**ACTIONS TO TAKE**
A. In the blog post below, rewrite the paragraph beginning "Deep Learning has trouble with some types" as a short bulleted list that keeps its main facts.
B. Transcribe the blog post below word for word, starting at "Tristan Swedish - 12" and ending at "fully solve vision.".

**TEXT PROVIDED**

--- start ---

Deep Learning Alchemy to close the Perception Loop in Vision: Part 1 - Image Alignment with Pytorch

Tristan Swedish - 12 Mar 2018

Computer Vision has undergone a revolution of sorts with the widespread adoption of Deep Learning methods. While this is an incredibly exciting and active area of research, I believe that Deep Learning is necessary but not sufficient to fully solve vision.

Deep Learning has trouble with some types of alignment and planning problems. These include things like knowing how you’ve moved around in the world or what’s the best way to move your body to avoid running into objects. These tasks generally require an iterative solver to come up with increasingly refined solutions, and traditional methods that don’t use deep learning at all remain state of the art.

How we (Deep Learning People) think about perception today.

It’s not clear if an entirely end-to-end approach that trains a big Neural Network using tons of input/output pairs will ever catch up. Of course, we could talk about RNNs or other Deep Learning architectures that could maybe learn iterative refinement, or even Reinforcement Learning methods that may uncover feedback based refinement rules. While these methods may turn out to be the best way to implement these ideas, it’s benefifical to conceptually separate the idea of the “intuition” and the “solver” part of AI systems.

With this distinction, we can think about optimization loops that operate in different contexts. This separation of optimization or feedback loops characterizes many modern cognitive models that attempt to explain animal (including human) behavior. It’s this loopy, ad-hoc, engineering that I term “Deep Learning Alchemy.” It’s liberating to mix the best of both worlds, and an area I hope to explore in this blog a bit more.

Deep Learning Alchemy for Perception. Multiple optimization loops in different contexts, here shown with different colors. In this post, we focus mainly on the green loop, but the system we design considers the slower blue and orange loops as well.

The motivating example used in this series is the problem of automatically estimating the motion of a single camera as it moves through the world. This is called “monocular visual odometry” and has applications to Robotics, Augmented/Mixed/Virtual Reality, 3D games and graphics, as well as things like image stabilization.

Part 1 - Image Alignment with Pytorch

In Part 1, our goal is to make Pytorch do all the heavy lifting. Pytorch is a popular deep-learning library, but it also can do much more. In this post we’ll make an automatic image alignment algorithm. Here is our end result:

The final result showing image alignment for two images in the red and green channels.

--- end ---

**SUPPLIED DATA**
--- start ---

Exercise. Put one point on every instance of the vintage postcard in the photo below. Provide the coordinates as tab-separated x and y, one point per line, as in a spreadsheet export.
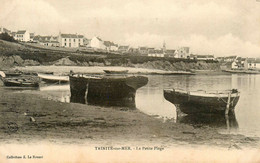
129	81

--- end ---

**ANSWERS BELOW**
A.
- Deep Learning struggles with some alignment and planning problems.
- Examples: knowing how you've moved around in the world, and finding the best way to move your body to avoid running into objects.
- These tasks generally need an iterative solver that produces increasingly refined solutions.
- Traditional methods that use no deep learning remain state of the art for them.

B.
Tristan Swedish - 12 Mar 2018

Computer Vision has undergone a revolution of sorts with the widespread adoption of Deep Learning methods. While this is an incredibly exciting and active area of research, I believe that Deep Learning is necessary but not sufficient to fully solve vision.